> [SET TASK A]: From the Electric Shock article, extract the passage starting at "Electric Shock is" and ending at "in South Korea.".

- Digital cover

EP by f(x)
- Released: June 10, 2012
- Recorded: 2012
- Genres: K-pop; electropop; EDM;
- Length: 21:10
- Language: Korean
- Label: SM Entertainment
- Producer: Lee Soo-man

F(x) chronology
| Pinocchio (2011) | Electric Shock (2012) | Pink Tape (2013) |

Singles from Electric Shock
- "Electric Shock" Released: June 10, 2012;

Music video
- "Electric Shock" on YouTube

= Electric Shock (EP) =

Electric Shock is the second extended play (EP) by South Korean girl group f(x). The EP was released digitally on June 10, 2012, and released physically on June 13, 2012, under SM Entertainment. The EP's title track, "Electric Shock", as well as the EP, reached the top spot on the weekly Gaon Charts. The EP sold a total of more than 70,000 copies in South Korea.

==Composition==
The EP's single and title track, "Electric Shock", is an electropop and dance-pop song. The lyrics start each line with the word, "전기충격" ("jeongichunggyeok", meaning "electric shock" in English). It was written and arranged by Willem Laseroms, Maarten ten Hove and Joachim Vermeulen Windsant, and produced by Future Presidents. The music video was released on June 11, 2012, and was choreographed by Jillian Meyers.

The track "Jet" is composed by SM Entertainment's songwriter Kenzie; the track has hip-hop rhythms and electronic-dance compositions over a pop structure. Amber co-wrote the rap.

The track "Zig Zag" was especially produced to focus on the "youthful and refreshing blend of vocals" of the five f(x) members which adds to the urban electronic sound created by the use of electric guitars and drum beats. The track was composed and written by music producer Hitchhiker. The lyrics were penned by Kim Bumin who often works closely with Hitchhiker.

The track "Beautiful Stranger" features Amber, Luna and Krystal only and has an urban and hip-hop feel. The vocals and high notes are provided by Luna and Krystal, while Amber raps. The piece has a heavy drum beat synth and percussion performed through electric guitars. The chorus has groove bass lines. The song was composed by a team of music producers that included Aminata Kabba, Jason Gill, and songwriter Cutfather.

==Promotion==
On June 10, 2012, the Electric Shock EP was released digitally in Korea and globally. f(x) began promotions for the title track, "Electric Shock", on Mnet's M! Countdown on June 14 and also performed "Jet" as part of a special performance. They went on to perform "Electric Shock" on programs such as Music Bank, Show! Music Core and Inkigayo. "Electric Shock" won a total of nine first-place trophies on these shows.

==Critical reception==
On January 22, 2013, the song "Electric Shock" was voted by Korean music industry professionals as the number four song on a list of the top 10 songs domestic songs of 2012, and the Electric Shock EP as eighth in the top 10 domestic albums of the year.

> [SET TASK B]: Rewrite the records starting at the line that contains "Each instance of the black bezel" and ending at the end of the records, replacing "black bezel" with "dark bezel" and changing nothing else. Leave the pictures out of your answer.

> [DATA FOR THE TASK]:
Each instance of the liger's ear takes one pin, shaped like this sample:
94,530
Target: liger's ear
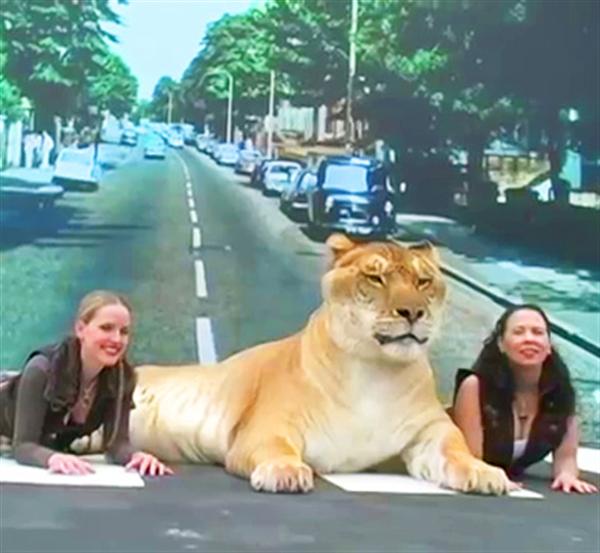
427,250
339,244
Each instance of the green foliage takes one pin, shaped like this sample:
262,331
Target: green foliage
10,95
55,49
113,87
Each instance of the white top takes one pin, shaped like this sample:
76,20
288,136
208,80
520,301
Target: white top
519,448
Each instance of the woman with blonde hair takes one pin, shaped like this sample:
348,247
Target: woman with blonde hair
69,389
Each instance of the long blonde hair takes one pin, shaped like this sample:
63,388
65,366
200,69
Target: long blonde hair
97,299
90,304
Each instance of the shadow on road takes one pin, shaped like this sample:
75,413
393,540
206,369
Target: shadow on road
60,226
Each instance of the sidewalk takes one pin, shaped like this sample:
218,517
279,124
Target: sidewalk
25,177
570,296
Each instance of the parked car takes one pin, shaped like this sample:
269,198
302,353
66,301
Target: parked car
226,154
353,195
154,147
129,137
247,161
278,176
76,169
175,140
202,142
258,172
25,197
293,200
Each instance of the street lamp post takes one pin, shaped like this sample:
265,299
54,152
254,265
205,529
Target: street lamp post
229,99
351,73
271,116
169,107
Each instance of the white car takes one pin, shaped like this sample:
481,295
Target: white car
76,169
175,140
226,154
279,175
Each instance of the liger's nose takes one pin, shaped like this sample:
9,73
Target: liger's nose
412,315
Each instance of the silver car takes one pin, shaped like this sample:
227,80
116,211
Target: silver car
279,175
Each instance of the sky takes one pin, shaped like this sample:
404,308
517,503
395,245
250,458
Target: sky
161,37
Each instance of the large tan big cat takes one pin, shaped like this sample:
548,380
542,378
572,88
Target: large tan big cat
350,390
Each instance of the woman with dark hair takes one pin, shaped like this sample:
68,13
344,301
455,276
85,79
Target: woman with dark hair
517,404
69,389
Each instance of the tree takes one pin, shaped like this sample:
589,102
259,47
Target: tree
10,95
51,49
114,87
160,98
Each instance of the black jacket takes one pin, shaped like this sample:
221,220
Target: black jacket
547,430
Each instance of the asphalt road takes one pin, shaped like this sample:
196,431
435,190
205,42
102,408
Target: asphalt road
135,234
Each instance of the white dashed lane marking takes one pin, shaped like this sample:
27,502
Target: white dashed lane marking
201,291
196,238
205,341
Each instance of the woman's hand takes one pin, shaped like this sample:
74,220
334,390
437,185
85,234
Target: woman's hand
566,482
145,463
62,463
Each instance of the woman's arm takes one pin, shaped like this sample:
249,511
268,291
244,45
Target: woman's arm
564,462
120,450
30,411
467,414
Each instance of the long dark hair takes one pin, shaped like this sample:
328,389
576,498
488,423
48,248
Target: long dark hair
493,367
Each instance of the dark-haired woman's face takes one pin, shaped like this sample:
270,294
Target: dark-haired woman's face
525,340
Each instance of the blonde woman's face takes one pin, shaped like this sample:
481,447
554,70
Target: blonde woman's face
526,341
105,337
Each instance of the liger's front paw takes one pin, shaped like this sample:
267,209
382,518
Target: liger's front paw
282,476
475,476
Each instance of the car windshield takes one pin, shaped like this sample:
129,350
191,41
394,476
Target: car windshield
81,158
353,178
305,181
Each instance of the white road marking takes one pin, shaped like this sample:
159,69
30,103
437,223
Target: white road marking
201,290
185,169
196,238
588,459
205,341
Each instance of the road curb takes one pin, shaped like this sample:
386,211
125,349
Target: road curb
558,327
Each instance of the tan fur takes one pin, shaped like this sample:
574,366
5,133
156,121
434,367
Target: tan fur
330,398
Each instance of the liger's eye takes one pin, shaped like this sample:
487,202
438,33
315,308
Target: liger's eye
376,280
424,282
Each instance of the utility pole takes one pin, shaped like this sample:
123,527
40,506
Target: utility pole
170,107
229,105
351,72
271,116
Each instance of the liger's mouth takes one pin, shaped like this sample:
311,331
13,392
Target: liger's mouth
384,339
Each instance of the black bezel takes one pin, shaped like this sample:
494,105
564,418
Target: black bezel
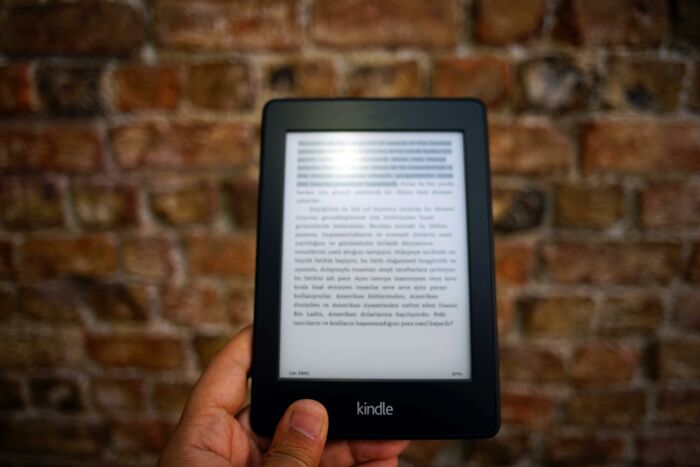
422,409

> [EXPECTED OUTPUT A]:
Electric Shock is the second extended play (EP) by South Korean girl group f(x). The EP was released digitally on June 10, 2012, and released physically on June 13, 2012, under SM Entertainment. The EP's title track, "Electric Shock", as well as the EP, reached the top spot on the weekly Gaon Charts. The EP sold a total of more than 70,000 copies in South Korea.

> [EXPECTED OUTPUT B]:
Each instance of the dark bezel takes one pin, shaped like this sample:
494,105
564,418
Target: dark bezel
422,409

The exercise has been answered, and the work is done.